--- START Text excerpt ---
Also, if you have historical data from which the detector can learn patterns, you can provide it during this configuration. The data here is expected to be in the same format that you use to perform a backtest. Providing historical data speeds up the ML model training process. If this isn’t available, the continuous detector waits for sufficient data to be available before making inferences.

You can specify additional configurations to help Lookout for Metrics understand the format of the data that you are analyzing. Also, you must specify the IAM role that is used by Lookout for Metrics to access the data source.

At this point, Lookout for Metrics accesses the data source and validates whether it can parse the data. If the parsing is successful, it gives you a “Validation successful” message and takes you to the next screen, where you configure measures, dimensions, and timestamps.
--- END Text excerpt ---
#### [Exercise task A]
Name the three things the Lookout for Metrics excerpt says you configure on the next screen after validation succeeds.
#### [Exercise task B]
Transcribe the Lookout for Metrics excerpt word for word, starting at "Also, if you" and ending at "before making inferences.".
The material that comes next has no connection to the Lookout for Metrics excerpt.
--- START Record set ---
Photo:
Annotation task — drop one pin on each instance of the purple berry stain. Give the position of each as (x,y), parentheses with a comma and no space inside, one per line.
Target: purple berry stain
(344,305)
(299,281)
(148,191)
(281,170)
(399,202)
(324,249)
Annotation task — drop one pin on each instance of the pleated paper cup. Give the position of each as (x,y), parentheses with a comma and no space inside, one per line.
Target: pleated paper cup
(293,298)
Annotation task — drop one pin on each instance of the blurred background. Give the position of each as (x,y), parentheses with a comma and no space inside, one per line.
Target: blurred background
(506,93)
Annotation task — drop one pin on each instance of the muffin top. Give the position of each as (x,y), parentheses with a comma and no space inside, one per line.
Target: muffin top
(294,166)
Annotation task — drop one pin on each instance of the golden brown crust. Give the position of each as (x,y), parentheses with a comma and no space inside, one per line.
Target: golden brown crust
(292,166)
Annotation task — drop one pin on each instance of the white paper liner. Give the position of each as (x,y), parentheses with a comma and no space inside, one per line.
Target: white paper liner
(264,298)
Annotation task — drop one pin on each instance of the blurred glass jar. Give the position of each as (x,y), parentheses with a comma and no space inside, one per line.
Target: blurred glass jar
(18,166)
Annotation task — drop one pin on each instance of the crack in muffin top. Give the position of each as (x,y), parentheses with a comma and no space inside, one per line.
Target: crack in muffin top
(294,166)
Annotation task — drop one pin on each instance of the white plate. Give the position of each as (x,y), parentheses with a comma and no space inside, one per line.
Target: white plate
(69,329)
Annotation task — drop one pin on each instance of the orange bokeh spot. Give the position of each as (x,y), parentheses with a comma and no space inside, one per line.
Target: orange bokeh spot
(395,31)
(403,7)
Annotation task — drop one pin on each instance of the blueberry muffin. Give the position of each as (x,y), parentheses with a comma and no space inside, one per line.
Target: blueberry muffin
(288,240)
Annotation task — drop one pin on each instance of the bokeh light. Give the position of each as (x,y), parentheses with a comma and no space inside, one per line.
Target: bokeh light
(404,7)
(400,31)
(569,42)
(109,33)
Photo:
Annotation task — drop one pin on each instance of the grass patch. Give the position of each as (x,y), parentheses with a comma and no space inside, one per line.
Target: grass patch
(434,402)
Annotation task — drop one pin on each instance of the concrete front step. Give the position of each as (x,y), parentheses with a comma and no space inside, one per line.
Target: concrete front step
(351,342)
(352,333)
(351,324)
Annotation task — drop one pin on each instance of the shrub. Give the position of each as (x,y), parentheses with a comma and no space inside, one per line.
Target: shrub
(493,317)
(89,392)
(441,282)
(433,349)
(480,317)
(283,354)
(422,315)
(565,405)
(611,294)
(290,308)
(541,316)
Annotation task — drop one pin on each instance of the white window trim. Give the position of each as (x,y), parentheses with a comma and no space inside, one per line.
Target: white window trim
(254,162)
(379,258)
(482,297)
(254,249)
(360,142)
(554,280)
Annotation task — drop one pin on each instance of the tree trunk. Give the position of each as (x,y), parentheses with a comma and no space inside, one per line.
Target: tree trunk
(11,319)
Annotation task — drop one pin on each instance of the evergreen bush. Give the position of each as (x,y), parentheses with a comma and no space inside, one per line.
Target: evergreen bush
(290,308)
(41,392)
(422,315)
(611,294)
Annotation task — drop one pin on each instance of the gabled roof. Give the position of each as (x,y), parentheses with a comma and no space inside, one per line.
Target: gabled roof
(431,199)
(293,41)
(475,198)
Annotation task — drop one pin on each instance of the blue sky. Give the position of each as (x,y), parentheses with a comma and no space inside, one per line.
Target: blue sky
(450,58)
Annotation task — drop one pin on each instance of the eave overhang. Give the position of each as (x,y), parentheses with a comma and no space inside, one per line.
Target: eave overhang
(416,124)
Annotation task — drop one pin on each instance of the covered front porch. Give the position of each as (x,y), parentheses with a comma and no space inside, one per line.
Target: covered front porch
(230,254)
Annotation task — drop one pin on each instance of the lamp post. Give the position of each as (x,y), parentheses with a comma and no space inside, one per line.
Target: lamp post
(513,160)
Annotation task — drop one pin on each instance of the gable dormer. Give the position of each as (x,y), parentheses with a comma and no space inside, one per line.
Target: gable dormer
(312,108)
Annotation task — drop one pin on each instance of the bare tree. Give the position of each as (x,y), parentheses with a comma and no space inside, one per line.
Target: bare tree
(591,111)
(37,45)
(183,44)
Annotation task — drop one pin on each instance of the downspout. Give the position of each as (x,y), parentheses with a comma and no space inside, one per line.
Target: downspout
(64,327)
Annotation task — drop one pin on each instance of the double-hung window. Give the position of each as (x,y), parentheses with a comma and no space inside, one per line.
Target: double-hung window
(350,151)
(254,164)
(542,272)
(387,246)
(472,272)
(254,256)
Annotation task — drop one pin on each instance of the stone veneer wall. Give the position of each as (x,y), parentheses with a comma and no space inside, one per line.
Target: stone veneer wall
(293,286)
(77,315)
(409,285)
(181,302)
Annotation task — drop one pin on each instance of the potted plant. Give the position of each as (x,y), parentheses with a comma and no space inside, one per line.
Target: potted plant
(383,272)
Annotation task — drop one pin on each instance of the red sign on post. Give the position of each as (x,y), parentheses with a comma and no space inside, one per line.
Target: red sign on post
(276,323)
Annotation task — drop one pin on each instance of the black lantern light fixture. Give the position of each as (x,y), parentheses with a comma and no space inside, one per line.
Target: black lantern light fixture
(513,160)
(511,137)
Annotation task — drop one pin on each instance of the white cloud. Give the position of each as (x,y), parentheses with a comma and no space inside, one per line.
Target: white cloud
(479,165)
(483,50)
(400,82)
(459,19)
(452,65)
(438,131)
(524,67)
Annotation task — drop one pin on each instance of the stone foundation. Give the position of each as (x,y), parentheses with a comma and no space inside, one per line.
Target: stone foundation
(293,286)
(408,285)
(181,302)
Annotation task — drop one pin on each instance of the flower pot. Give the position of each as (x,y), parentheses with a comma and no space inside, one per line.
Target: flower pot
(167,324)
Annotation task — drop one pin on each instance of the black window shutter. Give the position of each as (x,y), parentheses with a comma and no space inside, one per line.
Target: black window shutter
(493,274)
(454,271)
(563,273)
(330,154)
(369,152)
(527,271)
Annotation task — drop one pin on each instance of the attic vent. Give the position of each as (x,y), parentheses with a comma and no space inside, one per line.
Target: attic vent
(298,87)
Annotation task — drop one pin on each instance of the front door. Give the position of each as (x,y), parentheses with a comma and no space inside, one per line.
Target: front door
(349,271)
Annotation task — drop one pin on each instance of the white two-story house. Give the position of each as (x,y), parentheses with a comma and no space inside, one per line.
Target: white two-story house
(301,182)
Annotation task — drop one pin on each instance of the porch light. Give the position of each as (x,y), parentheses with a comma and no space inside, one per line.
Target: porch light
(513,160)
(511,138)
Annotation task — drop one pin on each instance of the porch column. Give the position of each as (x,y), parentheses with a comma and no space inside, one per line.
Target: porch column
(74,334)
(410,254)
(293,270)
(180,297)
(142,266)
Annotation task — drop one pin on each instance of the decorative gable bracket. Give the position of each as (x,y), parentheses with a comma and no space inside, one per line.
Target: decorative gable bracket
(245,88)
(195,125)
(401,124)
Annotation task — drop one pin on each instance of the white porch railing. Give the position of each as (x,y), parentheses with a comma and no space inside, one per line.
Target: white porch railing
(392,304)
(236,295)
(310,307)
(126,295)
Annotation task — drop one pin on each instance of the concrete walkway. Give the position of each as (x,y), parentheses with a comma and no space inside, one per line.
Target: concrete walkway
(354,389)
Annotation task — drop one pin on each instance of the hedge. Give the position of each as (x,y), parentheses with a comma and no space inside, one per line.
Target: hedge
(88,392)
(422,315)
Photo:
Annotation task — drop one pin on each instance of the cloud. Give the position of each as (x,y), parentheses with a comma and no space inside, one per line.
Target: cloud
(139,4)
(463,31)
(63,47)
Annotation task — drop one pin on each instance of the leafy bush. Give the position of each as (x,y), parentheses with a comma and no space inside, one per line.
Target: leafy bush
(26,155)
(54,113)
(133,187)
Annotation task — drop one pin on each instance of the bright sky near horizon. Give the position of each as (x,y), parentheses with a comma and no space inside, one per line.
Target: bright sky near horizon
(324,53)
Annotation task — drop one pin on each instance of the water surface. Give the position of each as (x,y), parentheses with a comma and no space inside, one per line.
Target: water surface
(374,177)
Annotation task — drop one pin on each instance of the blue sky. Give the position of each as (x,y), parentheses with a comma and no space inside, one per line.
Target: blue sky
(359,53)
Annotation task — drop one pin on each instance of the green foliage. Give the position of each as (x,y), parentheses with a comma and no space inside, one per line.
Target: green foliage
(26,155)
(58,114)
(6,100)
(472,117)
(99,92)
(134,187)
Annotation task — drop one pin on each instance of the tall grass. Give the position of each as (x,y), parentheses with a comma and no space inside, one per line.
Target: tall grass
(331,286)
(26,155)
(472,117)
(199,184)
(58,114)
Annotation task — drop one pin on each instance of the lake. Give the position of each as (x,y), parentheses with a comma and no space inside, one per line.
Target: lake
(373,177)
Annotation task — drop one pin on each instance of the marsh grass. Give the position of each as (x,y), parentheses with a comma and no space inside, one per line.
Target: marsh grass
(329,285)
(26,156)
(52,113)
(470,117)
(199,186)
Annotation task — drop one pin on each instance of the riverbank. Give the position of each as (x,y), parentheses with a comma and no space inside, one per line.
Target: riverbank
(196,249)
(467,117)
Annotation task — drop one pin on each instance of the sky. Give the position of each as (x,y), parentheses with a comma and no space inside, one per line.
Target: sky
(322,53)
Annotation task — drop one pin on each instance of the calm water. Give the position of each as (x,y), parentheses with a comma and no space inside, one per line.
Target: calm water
--- END Record set ---
#### [Task answer A]
Measures, dimensions, and timestamps.

#### [Task answer B]
Also, if you have historical data from which the detector can learn patterns, you can provide it during this configuration. The data here is expected to be in the same format that you use to perform a backtest. Providing historical data speeds up the ML model training process. If this isn’t available, the continuous detector waits for sufficient data to be available before making inferences.